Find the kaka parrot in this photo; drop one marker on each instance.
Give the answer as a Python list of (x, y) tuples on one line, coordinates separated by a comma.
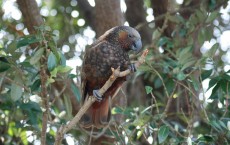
[(109, 51)]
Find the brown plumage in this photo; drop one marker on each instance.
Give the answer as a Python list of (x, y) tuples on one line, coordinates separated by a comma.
[(110, 50)]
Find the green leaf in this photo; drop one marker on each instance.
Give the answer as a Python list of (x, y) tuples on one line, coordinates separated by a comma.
[(117, 110), (16, 91), (201, 36), (216, 125), (76, 91), (63, 69), (206, 138), (157, 83), (144, 68), (195, 84), (4, 65), (27, 40), (212, 16), (163, 133), (63, 59), (68, 106), (36, 85), (213, 50), (213, 81), (181, 76), (206, 74), (148, 89), (52, 63), (37, 56), (50, 80)]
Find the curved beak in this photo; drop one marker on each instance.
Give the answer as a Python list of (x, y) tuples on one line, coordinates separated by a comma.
[(137, 45)]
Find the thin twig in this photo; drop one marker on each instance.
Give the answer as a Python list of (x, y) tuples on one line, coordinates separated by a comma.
[(45, 102), (14, 82), (154, 98), (44, 93)]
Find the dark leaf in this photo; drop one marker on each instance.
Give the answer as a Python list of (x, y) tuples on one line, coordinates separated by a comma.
[(4, 65), (27, 40), (163, 133), (63, 59), (16, 90), (76, 92), (37, 56), (148, 89), (206, 74), (36, 85), (52, 63)]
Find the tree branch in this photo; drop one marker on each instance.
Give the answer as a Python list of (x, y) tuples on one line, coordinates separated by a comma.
[(115, 74)]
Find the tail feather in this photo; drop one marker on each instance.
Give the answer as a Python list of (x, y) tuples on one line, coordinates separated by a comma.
[(98, 115)]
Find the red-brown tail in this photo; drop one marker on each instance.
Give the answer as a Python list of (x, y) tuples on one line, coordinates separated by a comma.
[(98, 115)]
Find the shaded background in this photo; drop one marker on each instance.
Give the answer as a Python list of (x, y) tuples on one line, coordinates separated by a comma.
[(189, 46)]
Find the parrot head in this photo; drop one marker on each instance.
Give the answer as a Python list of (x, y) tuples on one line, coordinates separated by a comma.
[(126, 37)]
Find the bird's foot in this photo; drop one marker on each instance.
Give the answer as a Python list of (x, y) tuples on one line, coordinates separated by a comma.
[(97, 95), (132, 67)]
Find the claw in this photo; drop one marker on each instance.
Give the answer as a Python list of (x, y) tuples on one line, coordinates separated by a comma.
[(132, 67), (97, 95)]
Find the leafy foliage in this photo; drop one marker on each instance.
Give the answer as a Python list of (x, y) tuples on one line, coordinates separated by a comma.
[(177, 109)]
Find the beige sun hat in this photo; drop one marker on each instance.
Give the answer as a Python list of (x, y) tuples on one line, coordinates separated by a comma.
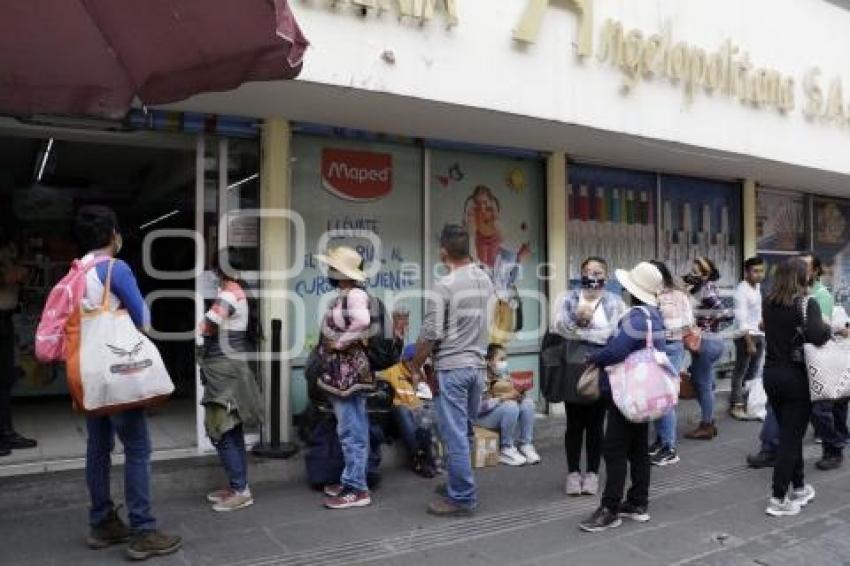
[(344, 263), (644, 282)]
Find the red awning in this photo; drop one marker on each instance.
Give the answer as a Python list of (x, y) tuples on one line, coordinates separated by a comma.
[(92, 57)]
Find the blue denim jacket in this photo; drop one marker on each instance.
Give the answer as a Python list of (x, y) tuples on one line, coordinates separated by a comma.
[(565, 320)]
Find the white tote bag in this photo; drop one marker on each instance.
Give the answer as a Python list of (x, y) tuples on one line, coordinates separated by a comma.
[(112, 366)]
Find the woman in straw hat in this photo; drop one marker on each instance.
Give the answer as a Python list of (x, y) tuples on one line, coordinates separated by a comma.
[(347, 376), (626, 443)]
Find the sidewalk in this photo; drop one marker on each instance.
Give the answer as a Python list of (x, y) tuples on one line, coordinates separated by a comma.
[(709, 509)]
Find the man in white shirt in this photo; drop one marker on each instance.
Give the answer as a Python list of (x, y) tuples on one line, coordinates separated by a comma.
[(749, 337)]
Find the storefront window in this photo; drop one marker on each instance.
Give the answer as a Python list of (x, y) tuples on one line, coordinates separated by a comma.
[(610, 214)]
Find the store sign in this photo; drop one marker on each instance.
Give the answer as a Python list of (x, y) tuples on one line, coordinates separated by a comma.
[(728, 70), (357, 175)]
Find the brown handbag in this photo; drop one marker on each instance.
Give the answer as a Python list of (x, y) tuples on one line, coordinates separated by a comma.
[(686, 387)]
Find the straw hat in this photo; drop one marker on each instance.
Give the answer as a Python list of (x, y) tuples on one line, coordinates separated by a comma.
[(644, 282), (344, 263)]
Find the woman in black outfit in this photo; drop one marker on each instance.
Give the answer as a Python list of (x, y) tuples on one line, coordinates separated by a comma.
[(786, 382)]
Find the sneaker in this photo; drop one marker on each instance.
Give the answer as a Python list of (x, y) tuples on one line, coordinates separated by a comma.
[(763, 459), (447, 508), (803, 496), (656, 447), (511, 457), (601, 520), (530, 454), (829, 462), (665, 457), (218, 495), (348, 499), (634, 512), (739, 412), (111, 530), (234, 501), (153, 543), (573, 484), (782, 507), (590, 484)]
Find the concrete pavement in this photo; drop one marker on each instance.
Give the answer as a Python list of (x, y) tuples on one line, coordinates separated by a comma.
[(706, 510)]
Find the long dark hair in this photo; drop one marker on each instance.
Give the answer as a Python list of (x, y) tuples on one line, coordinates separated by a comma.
[(790, 283)]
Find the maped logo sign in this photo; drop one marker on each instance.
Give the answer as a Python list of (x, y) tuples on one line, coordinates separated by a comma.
[(357, 175)]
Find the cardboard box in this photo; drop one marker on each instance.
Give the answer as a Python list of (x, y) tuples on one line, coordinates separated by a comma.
[(485, 448)]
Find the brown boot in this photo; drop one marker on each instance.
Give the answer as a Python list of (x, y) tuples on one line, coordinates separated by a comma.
[(705, 431), (111, 530)]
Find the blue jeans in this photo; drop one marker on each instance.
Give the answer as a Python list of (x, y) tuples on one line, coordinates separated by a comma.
[(231, 452), (506, 416), (132, 429), (830, 421), (702, 374), (457, 405), (665, 427), (352, 428)]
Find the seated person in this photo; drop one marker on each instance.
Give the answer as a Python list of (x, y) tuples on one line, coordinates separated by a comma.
[(411, 415), (503, 408)]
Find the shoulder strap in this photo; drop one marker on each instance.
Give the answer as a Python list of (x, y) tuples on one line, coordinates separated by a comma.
[(107, 285)]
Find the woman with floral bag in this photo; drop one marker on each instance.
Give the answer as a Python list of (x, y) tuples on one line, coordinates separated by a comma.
[(626, 442), (346, 376)]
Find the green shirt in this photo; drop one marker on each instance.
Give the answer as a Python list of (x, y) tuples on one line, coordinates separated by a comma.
[(825, 301)]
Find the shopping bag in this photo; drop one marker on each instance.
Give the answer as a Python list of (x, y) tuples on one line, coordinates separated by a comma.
[(111, 366), (645, 386)]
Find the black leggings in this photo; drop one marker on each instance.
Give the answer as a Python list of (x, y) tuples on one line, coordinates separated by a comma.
[(585, 424)]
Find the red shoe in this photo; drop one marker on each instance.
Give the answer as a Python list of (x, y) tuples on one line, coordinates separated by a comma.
[(348, 499)]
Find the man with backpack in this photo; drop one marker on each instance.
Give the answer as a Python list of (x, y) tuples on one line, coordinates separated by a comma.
[(97, 233), (455, 331), (11, 276)]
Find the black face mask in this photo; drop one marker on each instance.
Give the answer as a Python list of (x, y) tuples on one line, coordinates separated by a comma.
[(593, 283), (693, 281)]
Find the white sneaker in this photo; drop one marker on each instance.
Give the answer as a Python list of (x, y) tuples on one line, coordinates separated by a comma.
[(590, 484), (530, 453), (802, 496), (511, 457), (573, 483), (782, 507)]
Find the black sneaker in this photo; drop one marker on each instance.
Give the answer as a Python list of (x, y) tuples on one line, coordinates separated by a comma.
[(634, 512), (601, 520), (761, 460), (664, 457), (656, 447)]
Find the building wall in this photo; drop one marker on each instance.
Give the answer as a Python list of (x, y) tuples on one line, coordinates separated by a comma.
[(477, 63)]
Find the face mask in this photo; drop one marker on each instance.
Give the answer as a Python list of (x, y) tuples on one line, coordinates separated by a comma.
[(592, 282)]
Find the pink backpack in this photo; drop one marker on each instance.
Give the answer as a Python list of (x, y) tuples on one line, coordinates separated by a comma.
[(62, 302)]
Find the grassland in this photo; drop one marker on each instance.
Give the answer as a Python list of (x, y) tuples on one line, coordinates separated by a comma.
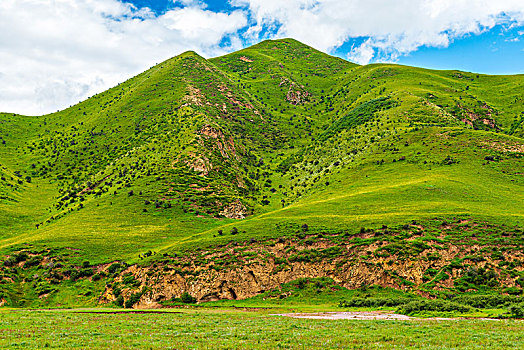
[(190, 329), (259, 143)]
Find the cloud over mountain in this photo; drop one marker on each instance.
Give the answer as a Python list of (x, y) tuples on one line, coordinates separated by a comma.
[(55, 53)]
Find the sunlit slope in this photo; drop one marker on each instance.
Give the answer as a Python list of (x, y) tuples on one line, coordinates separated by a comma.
[(278, 134)]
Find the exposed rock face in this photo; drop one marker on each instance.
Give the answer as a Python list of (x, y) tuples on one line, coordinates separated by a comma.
[(235, 210), (201, 165), (240, 272)]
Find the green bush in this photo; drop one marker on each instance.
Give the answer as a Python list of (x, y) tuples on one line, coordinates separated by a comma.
[(133, 299), (432, 305), (374, 302), (187, 298)]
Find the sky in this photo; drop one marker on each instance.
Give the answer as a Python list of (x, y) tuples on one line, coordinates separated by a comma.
[(55, 53)]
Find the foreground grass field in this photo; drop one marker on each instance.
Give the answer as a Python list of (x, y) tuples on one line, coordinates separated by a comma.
[(227, 329)]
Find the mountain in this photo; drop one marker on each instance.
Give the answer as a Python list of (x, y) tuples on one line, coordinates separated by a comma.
[(275, 162)]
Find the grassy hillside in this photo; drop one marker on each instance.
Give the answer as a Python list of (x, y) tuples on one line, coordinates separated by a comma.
[(259, 143)]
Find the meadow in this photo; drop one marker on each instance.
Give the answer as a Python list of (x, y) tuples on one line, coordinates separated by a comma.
[(226, 329)]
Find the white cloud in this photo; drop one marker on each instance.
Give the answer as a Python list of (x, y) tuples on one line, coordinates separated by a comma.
[(392, 28), (53, 53)]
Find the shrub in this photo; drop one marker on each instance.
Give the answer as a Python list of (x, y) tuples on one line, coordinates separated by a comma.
[(113, 268), (187, 298), (516, 311), (119, 301), (133, 299), (432, 305)]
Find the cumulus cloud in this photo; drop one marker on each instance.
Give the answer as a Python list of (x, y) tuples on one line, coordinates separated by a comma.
[(390, 28), (54, 53)]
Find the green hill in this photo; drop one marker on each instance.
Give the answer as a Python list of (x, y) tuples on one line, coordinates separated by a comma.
[(276, 144)]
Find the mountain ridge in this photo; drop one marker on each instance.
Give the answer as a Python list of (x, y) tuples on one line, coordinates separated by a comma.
[(275, 140)]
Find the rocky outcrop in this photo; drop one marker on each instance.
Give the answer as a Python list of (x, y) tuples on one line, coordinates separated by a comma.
[(239, 272)]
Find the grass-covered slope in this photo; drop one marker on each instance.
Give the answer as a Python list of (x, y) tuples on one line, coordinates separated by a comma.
[(259, 143)]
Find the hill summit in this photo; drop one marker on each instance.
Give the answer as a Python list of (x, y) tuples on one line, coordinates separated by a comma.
[(206, 174)]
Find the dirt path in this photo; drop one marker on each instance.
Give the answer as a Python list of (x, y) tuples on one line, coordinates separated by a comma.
[(357, 315), (370, 315)]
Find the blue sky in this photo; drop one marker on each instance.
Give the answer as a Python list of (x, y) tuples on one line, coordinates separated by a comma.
[(495, 50), (56, 53)]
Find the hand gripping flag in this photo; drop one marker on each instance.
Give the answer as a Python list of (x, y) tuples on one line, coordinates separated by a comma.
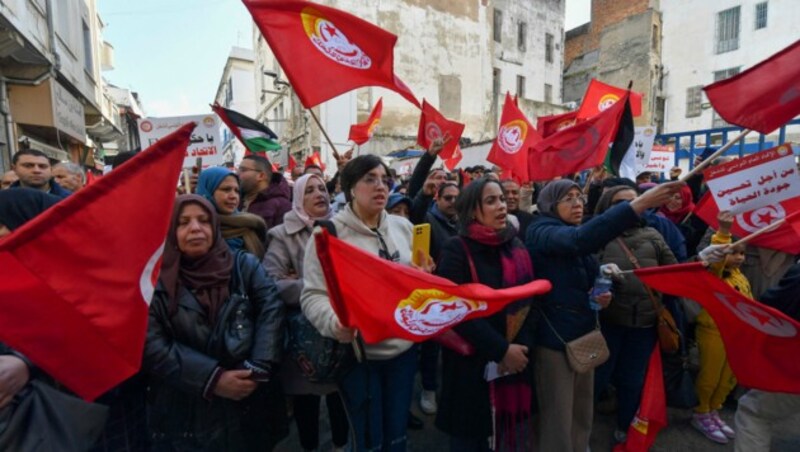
[(600, 96), (77, 280), (433, 125), (326, 52), (548, 125), (383, 299), (763, 343), (651, 416), (576, 148), (782, 238), (763, 97), (514, 139), (256, 137), (362, 132)]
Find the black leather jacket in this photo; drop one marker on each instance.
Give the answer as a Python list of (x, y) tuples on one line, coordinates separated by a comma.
[(183, 351)]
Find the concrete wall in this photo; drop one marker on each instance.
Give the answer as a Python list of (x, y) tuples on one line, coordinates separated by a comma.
[(689, 53)]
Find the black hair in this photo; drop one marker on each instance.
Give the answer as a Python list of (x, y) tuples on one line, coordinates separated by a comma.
[(33, 152), (121, 158), (356, 169), (261, 162), (470, 199), (445, 185)]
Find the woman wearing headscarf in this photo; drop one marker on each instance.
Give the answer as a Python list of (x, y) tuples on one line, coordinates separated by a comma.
[(487, 251), (561, 250), (629, 322), (241, 230), (284, 261), (376, 392), (213, 341)]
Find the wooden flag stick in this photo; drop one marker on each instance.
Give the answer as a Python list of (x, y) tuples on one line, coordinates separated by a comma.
[(325, 133), (711, 157)]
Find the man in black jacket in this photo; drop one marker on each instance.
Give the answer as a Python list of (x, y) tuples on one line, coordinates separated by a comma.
[(758, 410)]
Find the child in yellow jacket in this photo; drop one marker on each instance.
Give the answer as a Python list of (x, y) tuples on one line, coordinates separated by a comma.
[(715, 379)]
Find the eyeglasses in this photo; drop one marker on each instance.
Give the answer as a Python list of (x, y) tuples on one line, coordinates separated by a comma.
[(574, 200), (376, 181)]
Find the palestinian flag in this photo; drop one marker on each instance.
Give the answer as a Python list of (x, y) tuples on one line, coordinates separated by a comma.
[(256, 137)]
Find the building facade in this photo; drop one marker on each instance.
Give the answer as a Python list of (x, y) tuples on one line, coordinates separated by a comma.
[(236, 91), (709, 41), (621, 44), (460, 56), (52, 94)]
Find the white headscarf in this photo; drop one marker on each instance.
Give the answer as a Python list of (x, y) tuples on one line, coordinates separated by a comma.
[(297, 201)]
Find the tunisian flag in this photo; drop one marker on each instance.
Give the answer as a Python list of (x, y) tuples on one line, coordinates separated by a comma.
[(326, 52), (782, 238), (433, 125), (77, 280), (651, 416), (514, 138), (361, 133), (764, 97), (411, 305), (576, 148), (763, 343), (548, 125), (601, 96)]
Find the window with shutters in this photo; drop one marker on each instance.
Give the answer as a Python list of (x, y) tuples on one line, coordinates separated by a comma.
[(728, 30)]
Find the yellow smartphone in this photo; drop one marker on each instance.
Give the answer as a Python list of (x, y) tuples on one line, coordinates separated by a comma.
[(421, 241)]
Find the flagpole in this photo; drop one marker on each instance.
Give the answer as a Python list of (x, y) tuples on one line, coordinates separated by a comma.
[(325, 133), (711, 157)]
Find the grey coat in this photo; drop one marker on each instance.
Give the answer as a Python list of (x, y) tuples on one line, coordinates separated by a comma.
[(287, 247)]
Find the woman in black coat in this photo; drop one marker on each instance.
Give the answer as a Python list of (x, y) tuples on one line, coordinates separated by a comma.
[(487, 251), (213, 341)]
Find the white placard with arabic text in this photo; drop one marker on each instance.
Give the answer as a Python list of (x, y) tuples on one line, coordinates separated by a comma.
[(755, 181), (205, 140)]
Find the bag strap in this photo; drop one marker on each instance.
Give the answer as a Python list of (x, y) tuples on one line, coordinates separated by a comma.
[(656, 305), (472, 271)]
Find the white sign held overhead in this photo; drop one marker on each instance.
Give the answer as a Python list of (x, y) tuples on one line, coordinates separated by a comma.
[(205, 141)]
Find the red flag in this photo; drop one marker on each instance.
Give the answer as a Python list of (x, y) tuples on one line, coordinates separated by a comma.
[(453, 161), (548, 125), (314, 159), (327, 52), (515, 136), (412, 305), (576, 148), (433, 125), (764, 97), (600, 96), (651, 416), (782, 238), (763, 343), (77, 280), (361, 133)]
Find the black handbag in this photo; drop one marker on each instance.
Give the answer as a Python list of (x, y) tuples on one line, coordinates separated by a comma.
[(43, 418)]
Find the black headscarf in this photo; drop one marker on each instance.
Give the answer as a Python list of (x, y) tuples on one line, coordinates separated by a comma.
[(20, 205), (207, 276)]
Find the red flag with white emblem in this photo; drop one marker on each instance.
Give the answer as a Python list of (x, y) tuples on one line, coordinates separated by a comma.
[(433, 125), (361, 133), (412, 305), (601, 96), (77, 280), (763, 343), (575, 148), (326, 52), (782, 238), (514, 138), (763, 97)]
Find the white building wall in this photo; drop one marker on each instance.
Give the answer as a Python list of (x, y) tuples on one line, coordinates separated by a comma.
[(689, 52)]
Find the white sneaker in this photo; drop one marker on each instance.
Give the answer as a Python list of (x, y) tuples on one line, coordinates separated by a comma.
[(427, 402)]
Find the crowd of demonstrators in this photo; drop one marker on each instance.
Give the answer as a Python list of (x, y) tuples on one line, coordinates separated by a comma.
[(240, 259)]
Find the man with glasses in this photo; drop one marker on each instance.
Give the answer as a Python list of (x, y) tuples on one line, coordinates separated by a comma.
[(264, 193)]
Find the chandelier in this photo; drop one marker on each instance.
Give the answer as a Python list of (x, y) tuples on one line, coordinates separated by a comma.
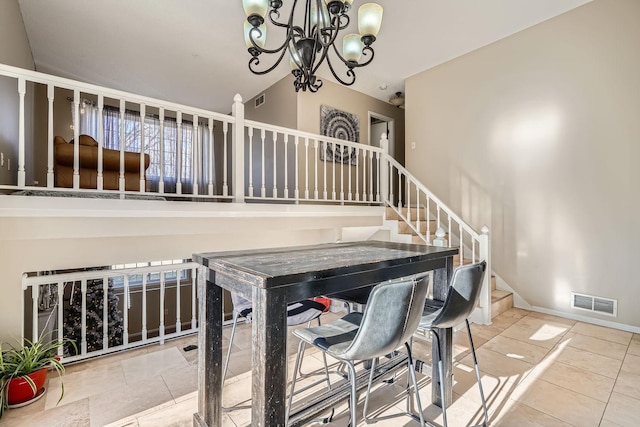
[(312, 39)]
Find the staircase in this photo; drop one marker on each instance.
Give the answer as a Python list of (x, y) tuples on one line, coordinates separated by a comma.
[(501, 301)]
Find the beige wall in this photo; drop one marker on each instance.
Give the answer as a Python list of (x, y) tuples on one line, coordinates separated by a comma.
[(15, 51), (538, 136)]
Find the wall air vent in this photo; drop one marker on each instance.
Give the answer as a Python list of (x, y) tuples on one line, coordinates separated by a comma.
[(594, 304), (259, 100)]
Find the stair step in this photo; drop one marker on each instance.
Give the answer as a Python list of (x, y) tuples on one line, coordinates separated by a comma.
[(501, 301), (391, 213)]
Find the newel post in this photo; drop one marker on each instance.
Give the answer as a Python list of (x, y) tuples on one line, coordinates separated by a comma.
[(384, 168), (485, 293), (237, 150)]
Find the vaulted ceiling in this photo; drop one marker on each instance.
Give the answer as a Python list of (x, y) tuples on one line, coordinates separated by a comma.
[(193, 52)]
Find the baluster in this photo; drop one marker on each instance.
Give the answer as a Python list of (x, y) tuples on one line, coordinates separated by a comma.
[(296, 191), (211, 148), (333, 172), (83, 321), (122, 110), (35, 297), (22, 90), (286, 166), (390, 179), (143, 112), (76, 141), (194, 322), (178, 322), (105, 313), (418, 210), (275, 187), (161, 148), (364, 175), (250, 133), (371, 183), (306, 162), (162, 296), (144, 308), (408, 182), (428, 219), (263, 189), (225, 187), (60, 289), (179, 152), (195, 155), (400, 191), (100, 178), (50, 176), (125, 311)]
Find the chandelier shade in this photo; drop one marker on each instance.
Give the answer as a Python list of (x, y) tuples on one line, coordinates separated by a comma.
[(310, 38)]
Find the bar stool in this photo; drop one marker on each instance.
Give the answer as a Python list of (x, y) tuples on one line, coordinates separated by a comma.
[(298, 313), (462, 297), (391, 317)]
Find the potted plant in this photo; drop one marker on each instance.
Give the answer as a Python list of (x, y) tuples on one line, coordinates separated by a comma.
[(24, 368)]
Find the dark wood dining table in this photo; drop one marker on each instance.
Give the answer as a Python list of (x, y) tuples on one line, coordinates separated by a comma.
[(273, 278)]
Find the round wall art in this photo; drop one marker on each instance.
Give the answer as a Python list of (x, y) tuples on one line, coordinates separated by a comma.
[(341, 125)]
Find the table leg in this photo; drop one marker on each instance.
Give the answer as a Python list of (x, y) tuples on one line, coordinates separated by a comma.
[(269, 358), (441, 279), (209, 352)]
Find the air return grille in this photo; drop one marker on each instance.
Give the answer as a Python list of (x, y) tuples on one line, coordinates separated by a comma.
[(595, 304)]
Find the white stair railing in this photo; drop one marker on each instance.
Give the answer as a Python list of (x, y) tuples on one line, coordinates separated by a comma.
[(122, 292), (425, 213)]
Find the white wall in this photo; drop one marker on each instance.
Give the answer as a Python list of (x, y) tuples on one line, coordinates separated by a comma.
[(538, 136), (40, 233)]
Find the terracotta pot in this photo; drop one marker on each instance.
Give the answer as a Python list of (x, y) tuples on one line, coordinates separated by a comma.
[(19, 390)]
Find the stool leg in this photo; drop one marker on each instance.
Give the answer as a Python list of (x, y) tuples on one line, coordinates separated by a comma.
[(441, 375), (412, 372), (477, 369)]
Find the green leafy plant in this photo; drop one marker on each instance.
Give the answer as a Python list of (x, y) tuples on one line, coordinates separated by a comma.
[(22, 359)]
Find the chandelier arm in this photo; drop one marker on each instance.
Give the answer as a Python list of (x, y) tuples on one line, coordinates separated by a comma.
[(349, 73), (256, 61)]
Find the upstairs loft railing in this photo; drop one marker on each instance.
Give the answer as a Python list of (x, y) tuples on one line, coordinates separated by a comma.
[(204, 155)]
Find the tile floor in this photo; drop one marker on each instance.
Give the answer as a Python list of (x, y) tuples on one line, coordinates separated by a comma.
[(537, 370)]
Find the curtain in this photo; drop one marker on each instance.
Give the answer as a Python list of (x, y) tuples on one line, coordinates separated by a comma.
[(152, 144)]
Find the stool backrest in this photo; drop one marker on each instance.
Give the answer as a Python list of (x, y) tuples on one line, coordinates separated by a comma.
[(462, 295), (391, 316)]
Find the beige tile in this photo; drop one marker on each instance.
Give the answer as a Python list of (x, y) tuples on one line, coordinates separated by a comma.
[(623, 410), (579, 380), (516, 349), (152, 364), (181, 381), (629, 385), (558, 402), (589, 361), (178, 415), (634, 346), (535, 322), (608, 334), (79, 385), (552, 318), (75, 414), (545, 336), (517, 414), (498, 365), (596, 345), (631, 364), (485, 332), (130, 402)]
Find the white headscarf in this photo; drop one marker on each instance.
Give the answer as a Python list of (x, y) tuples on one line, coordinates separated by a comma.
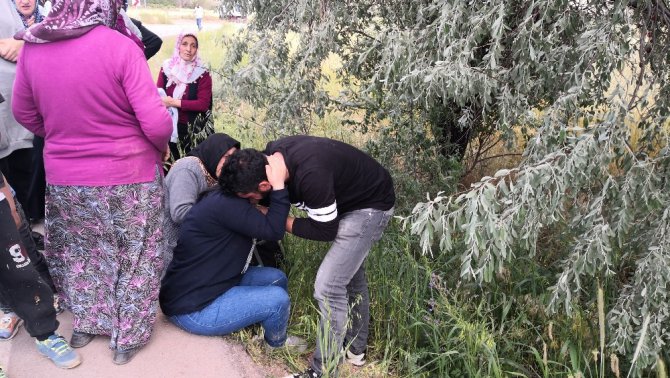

Objective: Reproduce the listing word for word, starting at its first line and stopping after the line that contains "[(45, 102), (14, 82), (154, 98), (44, 93)]". Leave the pictures out of your copy.

Solved exercise:
Find the kaka parrot in this photo; drop one marker on each instance.
Give the answer as a Python list of (x, y) tuples on one line, coordinates separated by a comma.
[(109, 51)]
Find the brown plumage in this photo; drop one marker on each instance.
Give the answer as a Python list of (x, y) tuples on one line, coordinates separated by a comma.
[(110, 50)]
Find the green leaf in this photo; drop one marker on each instance.
Give the answer as a Python list of (x, y) tuples on one line, coordinates separated by a comma.
[(117, 110), (16, 91), (201, 36), (216, 125), (76, 91), (63, 69), (206, 138), (157, 83), (144, 68), (195, 84), (4, 65), (27, 40), (212, 16), (163, 133), (63, 59), (68, 106), (36, 85), (213, 50), (213, 81), (181, 76), (206, 74), (148, 89), (52, 63), (37, 56), (50, 80)]
Find the curved beak in this photo; drop one marker on each instance.
Give the answer as a Python list of (x, y) tuples on one line, coordinates separated by a comma.
[(137, 45)]
Find the thin twig in this photo; drop one marker on each instance.
Give the answer as a Python list of (x, y) tuples on one line, coordinates separated by a comma.
[(45, 102), (14, 82), (154, 98), (44, 93)]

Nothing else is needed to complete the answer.